■ EXTRACT
-------------------------
Suddenly delving into the dark abyss of child abuse after Henry witnesses his crush and girl next door Christina (Maddie Ziegler) being abused at the hands of her stepfather Glenn (Dean Norris), he makes it his responsibility to step in to get help only to be met with hurdles to high to overcome. Documenting the last possible scenario that might work in his little red book, his last wishes are for his own mother to carry out the killing of Glenn with his meticulously laid out plans which she trusts without ever questioning the plan.
It’s hard to feel anything for a film which has no idea what it wants to be, one minute we’re expected to be emotionally bereft, the next angry and thrilled but all is left is a deep cavern of nothingness induced by such a poorly written script that even the actors, especially Naomi Watts, have a penchant for overacting enough to produce ham for a sandwich. Another unconvincing factor is seen from the fact, even though a waitress, they have accumulated hundreds of thousands of dollars in their bank account from the boy geniuses dabbling in, what can only assume, are the stock markets and bonds. Paired with an uncomfortable and awkward relationship between Susan’s best friend (Sarah Silverman) and Henry and the anticlimactic ending which regurgitates a saccharine conclusion is nothing but astonishing.
-------------------------
■ WHAT IS ASKED
1. In the film review, which actor plays Glenn, Christina's stepfather?
2. Print everything in the film review from "Suddenly delving into" down to "questioning the plan.".
3. Carry on the film review from where it stops.
The listing is drawn from a separate source, unrelated to the film review.

■ EXTRACTED DATA
-------------------------
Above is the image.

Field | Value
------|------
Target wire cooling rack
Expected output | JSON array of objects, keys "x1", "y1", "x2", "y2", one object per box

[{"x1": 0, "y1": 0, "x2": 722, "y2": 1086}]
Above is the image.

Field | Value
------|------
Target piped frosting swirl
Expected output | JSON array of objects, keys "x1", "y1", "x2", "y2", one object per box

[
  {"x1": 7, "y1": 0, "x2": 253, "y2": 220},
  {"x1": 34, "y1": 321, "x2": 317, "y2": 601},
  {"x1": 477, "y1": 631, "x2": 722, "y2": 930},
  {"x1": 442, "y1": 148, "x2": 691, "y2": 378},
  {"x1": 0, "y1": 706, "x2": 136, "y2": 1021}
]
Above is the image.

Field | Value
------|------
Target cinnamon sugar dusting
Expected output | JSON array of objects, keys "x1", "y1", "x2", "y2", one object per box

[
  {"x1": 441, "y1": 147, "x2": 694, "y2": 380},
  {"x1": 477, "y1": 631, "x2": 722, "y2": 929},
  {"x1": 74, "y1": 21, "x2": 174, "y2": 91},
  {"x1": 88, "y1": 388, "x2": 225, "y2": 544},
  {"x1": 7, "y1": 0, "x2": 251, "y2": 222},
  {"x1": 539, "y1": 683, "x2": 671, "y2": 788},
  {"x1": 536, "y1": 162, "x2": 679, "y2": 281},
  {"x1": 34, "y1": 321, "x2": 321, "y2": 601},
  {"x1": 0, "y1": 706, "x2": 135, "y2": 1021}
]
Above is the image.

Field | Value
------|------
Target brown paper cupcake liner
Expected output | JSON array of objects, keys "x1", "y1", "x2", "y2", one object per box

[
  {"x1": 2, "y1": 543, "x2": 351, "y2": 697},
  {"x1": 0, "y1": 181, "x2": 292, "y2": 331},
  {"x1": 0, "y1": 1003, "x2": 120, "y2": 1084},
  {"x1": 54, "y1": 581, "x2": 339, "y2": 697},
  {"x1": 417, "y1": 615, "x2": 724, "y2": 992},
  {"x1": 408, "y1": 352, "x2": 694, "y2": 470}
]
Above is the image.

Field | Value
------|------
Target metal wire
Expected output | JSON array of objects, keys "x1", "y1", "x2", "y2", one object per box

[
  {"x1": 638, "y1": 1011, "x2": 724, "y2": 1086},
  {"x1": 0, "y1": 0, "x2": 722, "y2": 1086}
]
-------------------------
■ ANSWERS TO EACH TASK
1. Dean Norris

2.
Suddenly delving into the dark abyss of child abuse after Henry witnesses his crush and girl next door Christina (Maddie Ziegler) being abused at the hands of her stepfather Glenn (Dean Norris), he makes it his responsibility to step in to get help only to be met with hurdles to high to overcome. Documenting the last possible scenario that might work in his little red book, his last wishes are for his own mother to carry out the killing of Glenn with his meticulously laid out plans which she trusts without ever questioning the plan.

3.
There is no style over substance or substance over style just an idea to merge a number of genres which just doesn’t work due to its less than intelligent script result in a muddle of a picture. Fellow critics and fans alike are, rightly so, extremely scared to witness what Trevorrow will bring to the next Star Wars saga at the end of the year.
The Book of Henry is in cinemas June 23.